TEXT:
Linux CXL
 help / color / mirror / Atom feed
From: Gregory Price <gregory.price@memverge.com>
To: Dan Williams <dan.j.williams@intel.com>
Cc: linux-cxl@vger.kernel.org, Dave Jiang <dave.jiang@intel.com>
Subject: Re: [PATCH] cxl/hdm: Extend DVSEC range register emulation for region enumeration
Date: Wed, 29 Mar 2023 12:04:21 -0400	[thread overview]
Message-ID: <ZCRhhUDcmypVKu0X@memverge.com> (raw)
In-Reply-To: <168012575521.221280.14177293493678527326.stgit@dwillia2-xfh.jf.intel.com>

On Wed, Mar 29, 2023 at 02:35:55PM -0700, Dan Williams wrote:
> One motivation for mapping range registers to decoder objects is
> to use those settings for region autodiscovery.
> 
> The need to map a region for devices programmed to use range registers
> is especially urgent now that the kernel no longer routes "Soft
> Reserved" ranges in the memory map to device-dax by default. The CXL
> memory range loses all access mechanisms.
> 
> Complete the implementation by filling out ways and granularity, marking
> the DPA reservation, and setting the endpoint-decoder state to signal
> autodiscovery.
> 
> Fixes: 09d09e04d2fc ("cxl/dax: Create dax devices for CXL RAM regions")
> Tested-by: Dave Jiang <dave.jiang@intel.com>
> Signed-off-by: Dan Williams <dan.j.williams@intel.com>
> ---
>  drivers/cxl/core/hdm.c |   30 ++++++++++++++++++++++++------
>  1 file changed, 24 insertions(+), 6 deletions(-)
> 
> diff --git a/drivers/cxl/core/hdm.c b/drivers/cxl/core/hdm.c
> index 9884b6d4d930..5339c0719177 100644
> --- a/drivers/cxl/core/hdm.c
> +++ b/drivers/cxl/core/hdm.c
> @@ -738,20 +738,26 @@ static int cxl_decoder_reset(struct cxl_decoder *cxld)

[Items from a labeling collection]
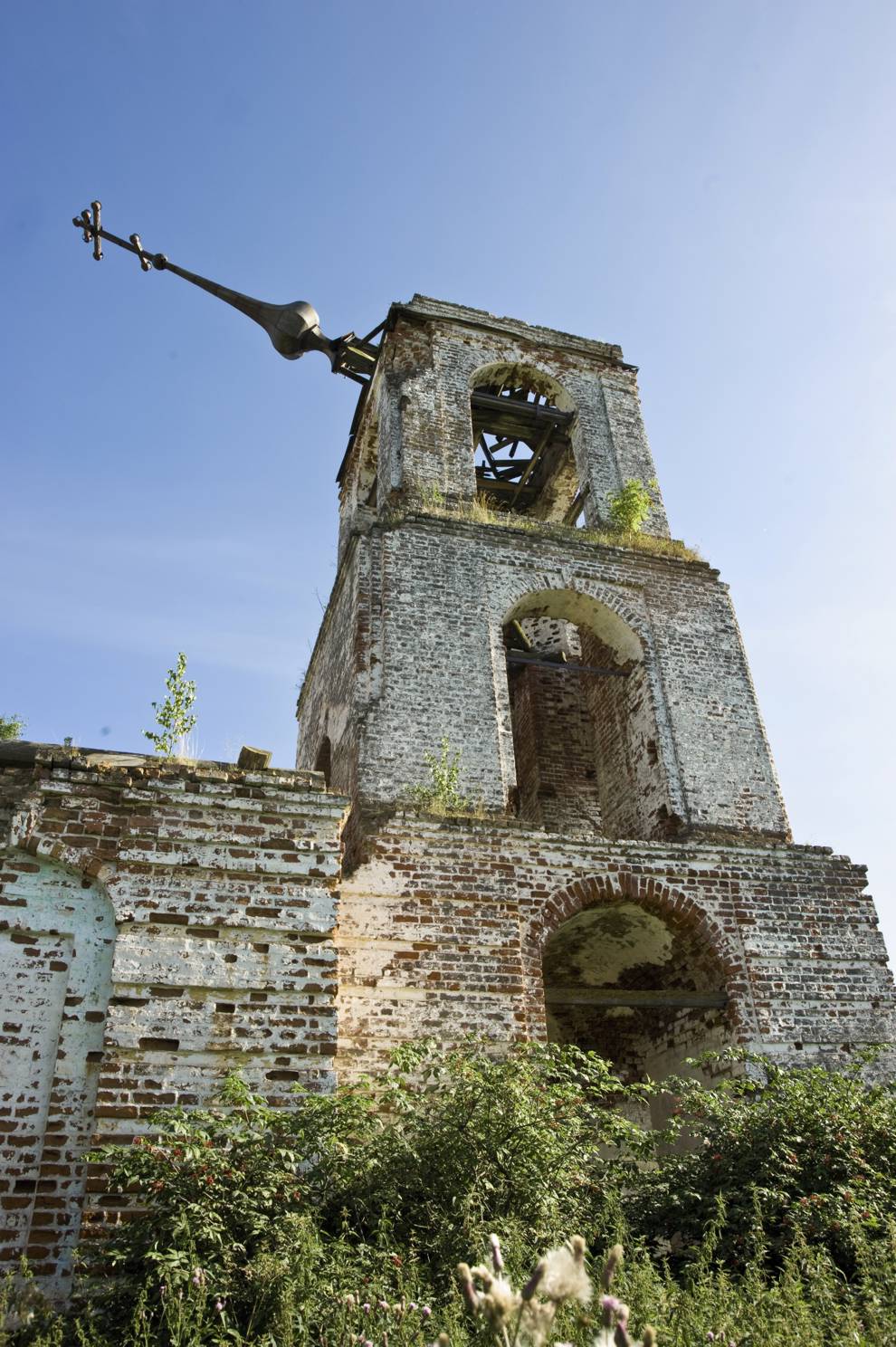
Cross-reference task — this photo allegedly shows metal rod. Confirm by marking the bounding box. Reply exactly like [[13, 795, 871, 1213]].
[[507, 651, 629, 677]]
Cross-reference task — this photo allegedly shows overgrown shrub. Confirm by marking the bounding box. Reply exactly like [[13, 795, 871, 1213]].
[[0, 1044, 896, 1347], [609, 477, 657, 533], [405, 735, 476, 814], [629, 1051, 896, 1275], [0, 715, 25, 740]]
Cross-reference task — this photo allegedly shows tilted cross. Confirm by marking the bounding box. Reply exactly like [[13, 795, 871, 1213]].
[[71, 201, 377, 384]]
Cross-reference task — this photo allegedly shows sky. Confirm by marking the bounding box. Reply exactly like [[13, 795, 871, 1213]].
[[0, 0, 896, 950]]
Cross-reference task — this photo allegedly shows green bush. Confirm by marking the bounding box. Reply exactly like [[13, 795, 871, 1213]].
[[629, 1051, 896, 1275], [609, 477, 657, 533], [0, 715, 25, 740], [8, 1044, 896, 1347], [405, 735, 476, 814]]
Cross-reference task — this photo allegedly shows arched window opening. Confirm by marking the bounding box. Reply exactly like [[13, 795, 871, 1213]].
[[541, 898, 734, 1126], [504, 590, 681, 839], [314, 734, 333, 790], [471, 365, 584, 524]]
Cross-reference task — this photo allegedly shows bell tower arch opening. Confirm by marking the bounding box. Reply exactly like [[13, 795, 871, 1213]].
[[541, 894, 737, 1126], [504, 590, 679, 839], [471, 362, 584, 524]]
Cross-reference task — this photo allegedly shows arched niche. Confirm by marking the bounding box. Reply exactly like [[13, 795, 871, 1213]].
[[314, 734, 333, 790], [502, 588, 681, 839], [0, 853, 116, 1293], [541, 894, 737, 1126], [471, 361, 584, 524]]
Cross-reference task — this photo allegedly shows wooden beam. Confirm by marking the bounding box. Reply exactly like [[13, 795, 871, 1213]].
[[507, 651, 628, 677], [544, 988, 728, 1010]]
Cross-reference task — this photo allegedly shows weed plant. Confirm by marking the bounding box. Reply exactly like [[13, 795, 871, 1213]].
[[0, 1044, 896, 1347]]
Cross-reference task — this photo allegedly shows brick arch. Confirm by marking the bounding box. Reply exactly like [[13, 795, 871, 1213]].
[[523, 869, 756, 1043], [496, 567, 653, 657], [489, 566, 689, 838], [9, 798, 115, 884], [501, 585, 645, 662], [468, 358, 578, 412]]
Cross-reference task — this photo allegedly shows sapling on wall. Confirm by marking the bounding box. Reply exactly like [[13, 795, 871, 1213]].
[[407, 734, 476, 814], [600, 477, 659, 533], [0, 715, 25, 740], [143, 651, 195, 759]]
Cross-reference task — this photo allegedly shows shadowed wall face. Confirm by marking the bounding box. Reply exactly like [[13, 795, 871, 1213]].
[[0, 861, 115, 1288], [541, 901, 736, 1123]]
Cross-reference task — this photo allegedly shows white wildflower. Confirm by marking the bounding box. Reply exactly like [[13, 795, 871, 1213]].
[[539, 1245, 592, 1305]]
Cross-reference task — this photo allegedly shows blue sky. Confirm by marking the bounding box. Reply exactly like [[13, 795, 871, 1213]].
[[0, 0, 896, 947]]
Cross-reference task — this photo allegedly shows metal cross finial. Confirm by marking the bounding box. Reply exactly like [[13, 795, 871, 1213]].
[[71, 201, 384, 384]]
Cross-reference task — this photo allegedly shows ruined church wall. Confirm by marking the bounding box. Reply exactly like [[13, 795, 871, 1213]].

DIRECTIONS:
1. In the CXL patch message, what text runs from "On Wed, Mar" through "for region autodiscovery."? Quote that span word for word.
2. Does the CXL patch message agree with each of these statements? Answer yes or no for each and quote the deciding words. (a) Dave Jiang tested the patch. (b) The patch changes three files. (c) The kernel still routes "Soft Reserved" ranges to device-dax by default.
The records were taken from a separate source.

ANSWER SET:
1.
On Wed, Mar 29, 2023 at 02:35:55PM -0700, Dan Williams wrote:
> One motivation for mapping range registers to decoder objects is
> to use those settings for region autodiscovery.

2.
(a) Yes: "Tested-by: Dave Jiang <dave.jiang@intel.com>"
(b) No: "1 file changed, 24 insertions(+), 6 deletions(-)"
(c) No: "the kernel no longer routes "Soft Reserved" ranges in the memory map to device-dax by default"